[Begin Excerpted text]

Melitius or Meletius (died 327) was bishop of Lycopolis in Egypt. He is known mainly as the founder and namesake of the Melitians (c. 305), one of several schismatic sects in early church history which were concerned about the ease with which lapsed Christians reentered the Church.

The details of his life are not clear as there are conflicting accounts of it. According to one version he was imprisoned for his Christianity during the persecution under Diocletian along with Peter of Alexandria. Another source has Peter fleeing the scene and a third one has Melitius himself avoiding prison. Apparently, as early as during the persecution itself, Melitius began to refuse to accept in communion those Christians who had renounced their faith during the persecution and later repented of that choice. Melitius' rigorous stance on this point stood in contrast to the earlier willingness of bishops to accept back into communion those who seemed to have truly repented (a pattern which was addressed during previous similar controversies, including those who had lapsed during the Decian persecution about 50 years earlier).

As Bishop of Alexandria, Peter would have been recognized as the leader of the Egyptian church and thus Melitius's superior in church hierarchy. Historian Philip Schaff tells us that prior to Peter's death in 311, he spoke out against Melitius's actions and "deposed him as a disturber of the peace of the church".

[End Excerpted text]

# The problem
Reproduce the text about Melitius in full, word for word. Rely solely on the text about Melitius.

[Begin Records provided]

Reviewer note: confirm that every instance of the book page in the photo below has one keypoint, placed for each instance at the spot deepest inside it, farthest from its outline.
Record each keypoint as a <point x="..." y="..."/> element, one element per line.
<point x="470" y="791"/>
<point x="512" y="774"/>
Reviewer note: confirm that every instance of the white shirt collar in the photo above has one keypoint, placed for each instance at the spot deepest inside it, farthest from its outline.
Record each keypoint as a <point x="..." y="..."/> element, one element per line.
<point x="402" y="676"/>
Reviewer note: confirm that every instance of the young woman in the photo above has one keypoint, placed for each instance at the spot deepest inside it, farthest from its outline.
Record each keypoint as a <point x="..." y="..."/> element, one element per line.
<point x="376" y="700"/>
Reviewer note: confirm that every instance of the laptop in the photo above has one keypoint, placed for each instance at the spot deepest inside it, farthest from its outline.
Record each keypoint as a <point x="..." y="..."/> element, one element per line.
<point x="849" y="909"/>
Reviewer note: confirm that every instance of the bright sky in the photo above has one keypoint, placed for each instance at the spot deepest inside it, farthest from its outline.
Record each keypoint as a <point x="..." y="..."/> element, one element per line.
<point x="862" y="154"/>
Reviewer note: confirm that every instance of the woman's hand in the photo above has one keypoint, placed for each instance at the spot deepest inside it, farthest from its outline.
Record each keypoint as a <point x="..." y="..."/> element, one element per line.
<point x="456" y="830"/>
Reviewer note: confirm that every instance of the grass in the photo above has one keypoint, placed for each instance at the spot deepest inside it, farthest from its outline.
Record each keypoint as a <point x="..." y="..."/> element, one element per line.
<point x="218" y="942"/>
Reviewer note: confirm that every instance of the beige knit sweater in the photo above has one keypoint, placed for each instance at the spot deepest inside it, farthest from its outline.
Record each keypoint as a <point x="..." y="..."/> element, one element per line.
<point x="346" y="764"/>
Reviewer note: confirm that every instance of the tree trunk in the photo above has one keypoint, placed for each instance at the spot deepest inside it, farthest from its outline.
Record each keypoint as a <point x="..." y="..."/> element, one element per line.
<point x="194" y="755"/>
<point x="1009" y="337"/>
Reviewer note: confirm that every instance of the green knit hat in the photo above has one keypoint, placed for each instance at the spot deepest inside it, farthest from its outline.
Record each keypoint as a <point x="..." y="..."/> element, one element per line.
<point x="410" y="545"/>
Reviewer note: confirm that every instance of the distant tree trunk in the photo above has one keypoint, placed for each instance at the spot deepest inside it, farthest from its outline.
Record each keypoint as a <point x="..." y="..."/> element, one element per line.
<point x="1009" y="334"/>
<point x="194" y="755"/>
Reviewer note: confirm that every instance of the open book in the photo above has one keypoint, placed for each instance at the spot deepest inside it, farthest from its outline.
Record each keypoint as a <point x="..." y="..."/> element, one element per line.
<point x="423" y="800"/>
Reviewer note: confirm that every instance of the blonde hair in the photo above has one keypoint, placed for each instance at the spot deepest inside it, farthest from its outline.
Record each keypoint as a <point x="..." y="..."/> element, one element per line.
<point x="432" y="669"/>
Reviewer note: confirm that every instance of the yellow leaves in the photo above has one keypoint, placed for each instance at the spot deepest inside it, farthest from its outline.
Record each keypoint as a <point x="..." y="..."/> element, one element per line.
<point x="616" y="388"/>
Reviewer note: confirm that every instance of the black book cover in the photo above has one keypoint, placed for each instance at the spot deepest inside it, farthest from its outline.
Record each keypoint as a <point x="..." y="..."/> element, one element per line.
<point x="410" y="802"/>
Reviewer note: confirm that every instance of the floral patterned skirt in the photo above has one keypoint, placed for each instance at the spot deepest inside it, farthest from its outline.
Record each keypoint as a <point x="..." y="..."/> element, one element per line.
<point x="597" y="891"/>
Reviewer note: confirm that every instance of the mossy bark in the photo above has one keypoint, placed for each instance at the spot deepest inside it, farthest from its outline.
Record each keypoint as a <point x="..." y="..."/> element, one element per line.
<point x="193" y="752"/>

[End Records provided]

# Response
Melitius or Meletius (died 327) was bishop of Lycopolis in Egypt. He is known mainly as the founder and namesake of the Melitians (c. 305), one of several schismatic sects in early church history which were concerned about the ease with which lapsed Christians reentered the Church.

The details of his life are not clear as there are conflicting accounts of it. According to one version he was imprisoned for his Christianity during the persecution under Diocletian along with Peter of Alexandria. Another source has Peter fleeing the scene and a third one has Melitius himself avoiding prison. Apparently, as early as during the persecution itself, Melitius began to refuse to accept in communion those Christians who had renounced their faith during the persecution and later repented of that choice. Melitius' rigorous stance on this point stood in contrast to the earlier willingness of bishops to accept back into communion those who seemed to have truly repented (a pattern which was addressed during previous similar controversies, including those who had lapsed during the Decian persecution about 50 years earlier).

As Bishop of Alexandria, Peter would have been recognized as the leader of the Egyptian church and thus Melitius's superior in church hierarchy. Historian Philip Schaff tells us that prior to Peter's death in 311, he spoke out against Melitius's actions and "deposed him as a disturber of the peace of the church".